From the first line to the last, reproduce the records exactly as they appear below.

Stored data entries:

********

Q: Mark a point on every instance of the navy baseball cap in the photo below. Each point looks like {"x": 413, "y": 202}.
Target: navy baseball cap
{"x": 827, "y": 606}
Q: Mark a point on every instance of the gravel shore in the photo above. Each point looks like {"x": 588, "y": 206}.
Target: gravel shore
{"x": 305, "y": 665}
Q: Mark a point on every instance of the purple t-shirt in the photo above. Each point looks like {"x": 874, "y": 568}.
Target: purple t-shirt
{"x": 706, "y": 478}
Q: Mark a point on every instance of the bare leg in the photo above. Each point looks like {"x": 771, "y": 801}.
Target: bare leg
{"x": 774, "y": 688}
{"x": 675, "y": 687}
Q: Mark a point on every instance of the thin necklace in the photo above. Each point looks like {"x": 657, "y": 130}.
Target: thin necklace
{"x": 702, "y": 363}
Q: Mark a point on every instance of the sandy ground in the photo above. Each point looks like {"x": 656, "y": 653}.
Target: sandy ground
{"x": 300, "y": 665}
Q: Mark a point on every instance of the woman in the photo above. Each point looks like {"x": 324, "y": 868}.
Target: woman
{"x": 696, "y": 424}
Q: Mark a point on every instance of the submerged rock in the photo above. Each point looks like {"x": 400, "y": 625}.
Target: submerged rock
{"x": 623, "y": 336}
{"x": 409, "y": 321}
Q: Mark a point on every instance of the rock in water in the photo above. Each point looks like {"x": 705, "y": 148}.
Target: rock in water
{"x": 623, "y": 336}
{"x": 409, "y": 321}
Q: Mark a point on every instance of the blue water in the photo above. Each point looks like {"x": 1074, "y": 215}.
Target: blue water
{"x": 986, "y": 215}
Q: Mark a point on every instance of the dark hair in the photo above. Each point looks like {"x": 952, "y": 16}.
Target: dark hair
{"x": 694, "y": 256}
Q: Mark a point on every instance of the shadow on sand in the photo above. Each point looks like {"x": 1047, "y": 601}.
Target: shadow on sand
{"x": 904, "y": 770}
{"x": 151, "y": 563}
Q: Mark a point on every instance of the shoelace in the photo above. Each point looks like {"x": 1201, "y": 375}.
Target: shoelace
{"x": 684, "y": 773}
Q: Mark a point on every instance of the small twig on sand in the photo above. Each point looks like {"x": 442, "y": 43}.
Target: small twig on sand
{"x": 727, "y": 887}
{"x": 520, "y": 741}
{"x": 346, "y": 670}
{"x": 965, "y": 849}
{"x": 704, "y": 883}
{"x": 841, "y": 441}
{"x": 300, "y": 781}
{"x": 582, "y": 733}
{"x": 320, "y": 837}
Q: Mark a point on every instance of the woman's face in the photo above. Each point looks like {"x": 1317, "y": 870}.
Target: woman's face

********

» Task result
Q: Mark a point on every instance of the navy baseball cap in the photo below. Each point looks like {"x": 413, "y": 202}.
Target: navy baseball cap
{"x": 827, "y": 606}
Q: Mark a point on every instance of the gravel shore in the photo above. Each point looks like {"x": 588, "y": 206}.
Target: gravel shore
{"x": 305, "y": 665}
Q: Mark a point on every instance of the purple t-shirt in the photo above. Each point looks like {"x": 874, "y": 568}.
Target: purple t-shirt
{"x": 706, "y": 478}
Q: Mark a point on every instance of the bare leg in the photo above. Each point looks like {"x": 771, "y": 801}.
Target: bare leg
{"x": 774, "y": 688}
{"x": 675, "y": 687}
Q: Mark a point on every instance of the thin necklace in the photo above. Each point looks like {"x": 657, "y": 130}.
Target: thin necklace
{"x": 702, "y": 363}
Q: Mark a point on every instance of the sandy ground in the photo above. Each point looks like {"x": 656, "y": 653}.
Target: sandy ground
{"x": 300, "y": 665}
Q: Mark a point on every instance of the woman in the photo above. Each point looks like {"x": 324, "y": 868}.
Target: woman
{"x": 696, "y": 424}
Q: Mark a point on every instance of the submerged rock in the photo above. Each point looks like {"x": 400, "y": 625}.
Target: submerged rock
{"x": 623, "y": 336}
{"x": 409, "y": 321}
Q: Mark a point on every instance of the rock in water in the photo above. Each point looks like {"x": 705, "y": 148}.
Target: rock in water
{"x": 623, "y": 336}
{"x": 409, "y": 321}
Q: Mark a point on every instance of the blue water in the photo above. Each point looks like {"x": 1074, "y": 215}.
Target: blue water
{"x": 986, "y": 215}
Q: Mark a point on every instance of the dark hair in the photo above. Each point looks like {"x": 952, "y": 16}.
Target: dark hair
{"x": 694, "y": 256}
Q: Mark a point on every instance of the shadow on sand in the photo above. Each point looks like {"x": 1047, "y": 601}.
Target: shadow on sand
{"x": 904, "y": 770}
{"x": 151, "y": 563}
Q: Mark a point on every instance of the shoelace in the photo above. Each point looks like {"x": 1201, "y": 375}.
Target: shoelace
{"x": 684, "y": 773}
Q: Mark a point on every instance of the small twig on sand in the photo above. Each point looks like {"x": 442, "y": 43}.
Target: small twig on sand
{"x": 727, "y": 887}
{"x": 520, "y": 741}
{"x": 346, "y": 670}
{"x": 965, "y": 849}
{"x": 704, "y": 883}
{"x": 841, "y": 441}
{"x": 300, "y": 781}
{"x": 582, "y": 733}
{"x": 320, "y": 837}
Q: Mark a point on every instance of the woman's face in the photo above. Each point looks like {"x": 1317, "y": 870}.
Target: woman's face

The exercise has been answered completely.